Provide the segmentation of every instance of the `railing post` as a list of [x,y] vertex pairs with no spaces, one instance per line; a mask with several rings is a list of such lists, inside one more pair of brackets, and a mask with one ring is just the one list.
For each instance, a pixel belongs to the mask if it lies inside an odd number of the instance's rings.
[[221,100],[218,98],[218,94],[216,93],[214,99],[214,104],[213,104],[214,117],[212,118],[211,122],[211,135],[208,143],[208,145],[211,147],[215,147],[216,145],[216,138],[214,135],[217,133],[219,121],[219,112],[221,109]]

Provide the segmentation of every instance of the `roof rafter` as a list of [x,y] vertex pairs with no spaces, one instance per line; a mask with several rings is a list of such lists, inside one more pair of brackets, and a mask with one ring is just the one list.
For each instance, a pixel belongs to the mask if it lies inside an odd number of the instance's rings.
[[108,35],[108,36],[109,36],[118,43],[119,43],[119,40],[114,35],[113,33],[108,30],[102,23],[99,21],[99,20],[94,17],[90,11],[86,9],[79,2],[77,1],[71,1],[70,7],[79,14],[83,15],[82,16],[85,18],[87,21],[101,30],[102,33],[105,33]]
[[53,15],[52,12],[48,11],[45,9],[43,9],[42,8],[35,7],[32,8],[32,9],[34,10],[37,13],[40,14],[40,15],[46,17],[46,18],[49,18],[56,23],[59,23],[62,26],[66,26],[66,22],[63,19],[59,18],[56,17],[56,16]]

» GIVEN EXERCISE
Every entry in the listing must be retyped exactly.

» ANSWER TO THIS EXERCISE
Provide the segmentation of every instance of the `railing post` as a list of [x,y] vertex pairs with no spaces, one instance per line; a mask with several rings is a list of such lists, inside one more pair of brackets, and a mask with one ring is just the one list.
For each instance, a pixel belongs to the mask if it lies inside an odd number of the instance's rings.
[[221,100],[218,98],[218,94],[216,93],[214,99],[214,104],[213,104],[214,117],[212,118],[211,122],[211,135],[208,143],[208,145],[211,147],[215,147],[216,145],[216,138],[214,135],[217,133],[219,121],[219,112],[221,109]]

Provide the segmentation of every instance of the `roof rafter` as a list of [x,y] vertex pairs with no spaces, one instance per line; a mask with several rings is a list of such lists, inside one more pair of brackets, and a mask with one ring is just the one list.
For each instance, a pixel belongs to the mask if it lies inside an odd number of the instance's rings.
[[108,35],[108,36],[109,36],[118,43],[119,43],[119,40],[114,35],[113,33],[108,30],[102,23],[99,21],[99,20],[94,17],[90,11],[86,9],[79,2],[77,1],[71,1],[70,7],[79,14],[83,15],[82,16],[85,18],[87,21],[101,30],[102,33],[105,33]]
[[53,15],[52,12],[48,11],[45,9],[43,9],[42,8],[35,7],[32,8],[32,9],[34,10],[37,13],[40,14],[40,15],[46,17],[46,18],[49,18],[56,23],[59,23],[62,26],[66,26],[66,22],[63,19],[59,18],[56,17],[56,16]]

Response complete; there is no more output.